▶ TASK TO COMPLETE
In the material below, copy every line from the one containing "Expected behaviour: for each instance of the wing" down to the one containing "Query: wing mirror", both included, without changing a character.

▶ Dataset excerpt
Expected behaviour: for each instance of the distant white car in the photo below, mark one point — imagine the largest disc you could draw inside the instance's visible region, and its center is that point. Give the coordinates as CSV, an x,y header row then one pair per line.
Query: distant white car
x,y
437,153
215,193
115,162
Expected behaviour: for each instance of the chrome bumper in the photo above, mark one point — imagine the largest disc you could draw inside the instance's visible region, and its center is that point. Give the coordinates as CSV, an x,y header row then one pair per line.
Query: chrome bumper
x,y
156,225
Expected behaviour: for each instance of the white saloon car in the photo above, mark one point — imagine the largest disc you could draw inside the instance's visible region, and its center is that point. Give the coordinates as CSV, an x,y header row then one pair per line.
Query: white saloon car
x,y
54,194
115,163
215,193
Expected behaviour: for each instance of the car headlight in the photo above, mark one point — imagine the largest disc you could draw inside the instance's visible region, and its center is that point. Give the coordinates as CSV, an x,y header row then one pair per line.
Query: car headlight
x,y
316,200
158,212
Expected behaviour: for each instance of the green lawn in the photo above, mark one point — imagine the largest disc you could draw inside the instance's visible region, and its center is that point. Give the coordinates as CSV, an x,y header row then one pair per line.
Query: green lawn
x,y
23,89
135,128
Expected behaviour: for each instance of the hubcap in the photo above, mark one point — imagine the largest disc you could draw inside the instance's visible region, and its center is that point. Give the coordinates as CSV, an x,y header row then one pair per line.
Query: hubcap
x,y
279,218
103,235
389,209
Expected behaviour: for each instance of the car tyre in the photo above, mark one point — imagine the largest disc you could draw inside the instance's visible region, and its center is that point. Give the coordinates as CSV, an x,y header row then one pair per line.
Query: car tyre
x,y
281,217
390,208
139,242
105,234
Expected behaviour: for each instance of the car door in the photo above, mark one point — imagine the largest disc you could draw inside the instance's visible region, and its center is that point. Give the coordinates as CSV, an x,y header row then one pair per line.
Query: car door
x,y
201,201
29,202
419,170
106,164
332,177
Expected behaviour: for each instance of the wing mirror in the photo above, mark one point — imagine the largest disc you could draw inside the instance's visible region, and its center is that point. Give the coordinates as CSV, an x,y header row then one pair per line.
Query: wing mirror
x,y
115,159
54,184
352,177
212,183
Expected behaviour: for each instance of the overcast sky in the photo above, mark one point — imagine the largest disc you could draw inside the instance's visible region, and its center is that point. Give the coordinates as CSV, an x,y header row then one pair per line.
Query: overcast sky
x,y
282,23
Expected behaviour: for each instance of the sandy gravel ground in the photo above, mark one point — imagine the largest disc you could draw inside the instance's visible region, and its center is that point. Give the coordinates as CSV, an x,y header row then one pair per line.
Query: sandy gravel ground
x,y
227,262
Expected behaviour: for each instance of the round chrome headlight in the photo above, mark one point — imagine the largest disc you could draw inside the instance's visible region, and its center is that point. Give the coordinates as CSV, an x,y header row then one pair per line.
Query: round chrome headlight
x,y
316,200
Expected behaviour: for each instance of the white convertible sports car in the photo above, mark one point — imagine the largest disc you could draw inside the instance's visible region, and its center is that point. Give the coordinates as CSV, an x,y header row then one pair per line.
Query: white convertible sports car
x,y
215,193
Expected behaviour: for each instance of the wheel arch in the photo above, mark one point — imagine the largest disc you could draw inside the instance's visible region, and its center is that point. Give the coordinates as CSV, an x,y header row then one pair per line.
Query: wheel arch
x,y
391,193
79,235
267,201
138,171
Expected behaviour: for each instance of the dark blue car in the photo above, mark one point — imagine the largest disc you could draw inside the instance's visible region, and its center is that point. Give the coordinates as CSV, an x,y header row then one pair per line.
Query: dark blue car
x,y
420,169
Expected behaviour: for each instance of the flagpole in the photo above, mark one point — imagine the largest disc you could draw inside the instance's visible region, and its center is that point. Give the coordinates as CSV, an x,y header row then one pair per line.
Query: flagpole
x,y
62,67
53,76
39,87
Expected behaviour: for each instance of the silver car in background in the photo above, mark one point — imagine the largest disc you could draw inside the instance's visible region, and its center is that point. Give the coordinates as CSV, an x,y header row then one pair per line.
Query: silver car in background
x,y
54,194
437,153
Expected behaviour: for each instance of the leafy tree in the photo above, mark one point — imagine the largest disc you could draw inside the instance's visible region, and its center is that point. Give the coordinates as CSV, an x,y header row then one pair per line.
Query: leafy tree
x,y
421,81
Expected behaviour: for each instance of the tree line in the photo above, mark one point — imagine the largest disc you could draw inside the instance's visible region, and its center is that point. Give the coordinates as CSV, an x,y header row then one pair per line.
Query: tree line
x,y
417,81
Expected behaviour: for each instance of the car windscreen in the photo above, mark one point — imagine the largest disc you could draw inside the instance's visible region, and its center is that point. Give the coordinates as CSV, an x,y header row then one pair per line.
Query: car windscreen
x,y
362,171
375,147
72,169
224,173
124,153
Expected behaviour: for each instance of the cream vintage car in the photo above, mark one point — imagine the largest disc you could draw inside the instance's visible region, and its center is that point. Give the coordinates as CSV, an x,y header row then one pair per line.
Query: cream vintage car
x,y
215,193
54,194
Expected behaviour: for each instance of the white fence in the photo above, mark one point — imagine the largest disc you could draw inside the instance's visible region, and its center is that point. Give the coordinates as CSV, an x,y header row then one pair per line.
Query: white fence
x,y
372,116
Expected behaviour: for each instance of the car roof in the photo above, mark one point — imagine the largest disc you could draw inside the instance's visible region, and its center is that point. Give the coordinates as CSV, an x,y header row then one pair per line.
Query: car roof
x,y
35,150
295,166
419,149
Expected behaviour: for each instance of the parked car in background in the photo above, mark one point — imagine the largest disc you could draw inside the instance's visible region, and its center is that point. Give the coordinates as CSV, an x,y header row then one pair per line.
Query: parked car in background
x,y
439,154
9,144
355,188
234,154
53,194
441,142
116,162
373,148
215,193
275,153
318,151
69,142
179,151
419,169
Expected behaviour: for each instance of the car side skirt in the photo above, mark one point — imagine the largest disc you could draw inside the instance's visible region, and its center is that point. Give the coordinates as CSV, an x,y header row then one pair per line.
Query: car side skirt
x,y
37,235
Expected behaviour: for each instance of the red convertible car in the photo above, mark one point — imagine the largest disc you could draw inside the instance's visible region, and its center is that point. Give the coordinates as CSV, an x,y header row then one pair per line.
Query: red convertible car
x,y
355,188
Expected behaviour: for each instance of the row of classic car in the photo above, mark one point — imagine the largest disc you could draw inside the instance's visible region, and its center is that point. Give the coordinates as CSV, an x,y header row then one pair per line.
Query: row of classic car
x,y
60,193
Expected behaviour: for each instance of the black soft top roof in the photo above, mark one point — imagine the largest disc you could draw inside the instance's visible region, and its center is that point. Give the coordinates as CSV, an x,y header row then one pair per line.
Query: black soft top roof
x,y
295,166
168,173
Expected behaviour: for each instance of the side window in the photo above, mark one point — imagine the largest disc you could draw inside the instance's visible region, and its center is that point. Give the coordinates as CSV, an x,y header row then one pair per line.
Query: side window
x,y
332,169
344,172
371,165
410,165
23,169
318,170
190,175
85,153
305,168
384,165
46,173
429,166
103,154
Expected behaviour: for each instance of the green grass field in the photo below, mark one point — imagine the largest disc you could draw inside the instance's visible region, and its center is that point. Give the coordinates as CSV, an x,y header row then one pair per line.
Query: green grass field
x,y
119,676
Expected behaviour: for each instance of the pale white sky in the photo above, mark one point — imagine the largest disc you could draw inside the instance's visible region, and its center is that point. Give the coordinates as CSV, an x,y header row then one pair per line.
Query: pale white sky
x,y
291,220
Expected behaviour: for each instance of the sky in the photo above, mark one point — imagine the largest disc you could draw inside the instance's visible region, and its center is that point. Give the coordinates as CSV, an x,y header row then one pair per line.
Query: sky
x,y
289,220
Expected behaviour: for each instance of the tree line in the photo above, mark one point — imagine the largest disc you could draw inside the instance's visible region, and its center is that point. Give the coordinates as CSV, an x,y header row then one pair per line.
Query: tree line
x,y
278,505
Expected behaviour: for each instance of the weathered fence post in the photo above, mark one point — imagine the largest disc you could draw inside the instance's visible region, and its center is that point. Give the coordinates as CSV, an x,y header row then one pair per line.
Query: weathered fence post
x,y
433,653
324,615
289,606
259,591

▶ THE SOLUTION
Expected behaviour: for each instance of the wing mirror in the photo above, mark one point — imagine the largest disc you could draw inside the instance's visible region, and its center is that point. Give the coordinates as CSV, an x,y header row then one pair per line.
Query: wing mirror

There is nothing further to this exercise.